All entries that follow are to be written out verbatim.
### Supplied entries
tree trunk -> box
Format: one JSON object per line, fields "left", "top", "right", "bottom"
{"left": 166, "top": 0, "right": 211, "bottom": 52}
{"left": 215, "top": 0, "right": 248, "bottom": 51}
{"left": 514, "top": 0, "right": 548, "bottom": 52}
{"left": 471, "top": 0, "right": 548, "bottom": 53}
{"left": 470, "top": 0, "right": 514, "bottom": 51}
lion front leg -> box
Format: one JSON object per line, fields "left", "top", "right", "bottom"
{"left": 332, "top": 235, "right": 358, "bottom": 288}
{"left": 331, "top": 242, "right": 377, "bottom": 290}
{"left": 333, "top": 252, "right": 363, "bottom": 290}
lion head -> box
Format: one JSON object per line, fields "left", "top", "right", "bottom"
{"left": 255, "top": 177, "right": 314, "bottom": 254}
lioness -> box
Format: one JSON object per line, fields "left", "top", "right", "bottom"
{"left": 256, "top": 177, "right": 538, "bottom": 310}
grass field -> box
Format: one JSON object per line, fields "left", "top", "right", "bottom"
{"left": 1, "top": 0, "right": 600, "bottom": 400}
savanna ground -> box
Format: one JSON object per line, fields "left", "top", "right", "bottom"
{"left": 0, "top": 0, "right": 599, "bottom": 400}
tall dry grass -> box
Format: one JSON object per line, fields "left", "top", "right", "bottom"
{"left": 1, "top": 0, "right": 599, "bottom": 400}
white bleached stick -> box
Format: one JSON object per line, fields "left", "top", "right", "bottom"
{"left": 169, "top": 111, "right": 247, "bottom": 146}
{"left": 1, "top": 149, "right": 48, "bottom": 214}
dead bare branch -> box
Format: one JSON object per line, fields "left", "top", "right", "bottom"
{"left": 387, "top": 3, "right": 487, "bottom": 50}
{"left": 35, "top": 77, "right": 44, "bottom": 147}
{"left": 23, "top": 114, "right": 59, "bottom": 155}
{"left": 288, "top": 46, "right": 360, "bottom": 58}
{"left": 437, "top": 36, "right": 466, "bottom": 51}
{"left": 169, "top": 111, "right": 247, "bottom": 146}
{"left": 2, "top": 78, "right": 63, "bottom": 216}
######
◆ Answer section
tree trunk -> box
Format: one JSON object per line, fields "left", "top", "right", "bottom"
{"left": 166, "top": 0, "right": 211, "bottom": 52}
{"left": 215, "top": 0, "right": 248, "bottom": 51}
{"left": 514, "top": 0, "right": 548, "bottom": 52}
{"left": 471, "top": 0, "right": 548, "bottom": 53}
{"left": 470, "top": 0, "right": 514, "bottom": 51}
lion front leg -> box
Format: one JSON object per line, fields "left", "top", "right", "bottom"
{"left": 332, "top": 235, "right": 358, "bottom": 288}
{"left": 331, "top": 242, "right": 377, "bottom": 290}
{"left": 333, "top": 252, "right": 363, "bottom": 290}
lion head -> box
Format: one JSON object per line, fields "left", "top", "right", "bottom"
{"left": 255, "top": 177, "right": 314, "bottom": 254}
lioness -> box
Format: one JSON object per line, fields "left", "top", "right", "bottom"
{"left": 256, "top": 177, "right": 538, "bottom": 310}
grass field -> box
Format: one JSON object per line, fields "left", "top", "right", "bottom"
{"left": 1, "top": 0, "right": 600, "bottom": 400}
savanna ground -> box
Format: one JSON object per line, fields "left", "top", "right", "bottom"
{"left": 0, "top": 0, "right": 599, "bottom": 400}
tall dry grass -> box
Format: one JSON object per line, fields "left", "top", "right", "bottom"
{"left": 1, "top": 0, "right": 599, "bottom": 400}
white bleached stick -> box
Format: one JSON object per line, fields "left", "top", "right", "bottom"
{"left": 169, "top": 111, "right": 247, "bottom": 146}
{"left": 1, "top": 149, "right": 48, "bottom": 214}
dead bare branch -> box
Format: one JSON object per line, fields "left", "top", "right", "bottom"
{"left": 387, "top": 3, "right": 487, "bottom": 50}
{"left": 35, "top": 77, "right": 44, "bottom": 147}
{"left": 23, "top": 114, "right": 59, "bottom": 155}
{"left": 288, "top": 46, "right": 360, "bottom": 58}
{"left": 437, "top": 36, "right": 466, "bottom": 51}
{"left": 169, "top": 111, "right": 247, "bottom": 146}
{"left": 2, "top": 78, "right": 63, "bottom": 216}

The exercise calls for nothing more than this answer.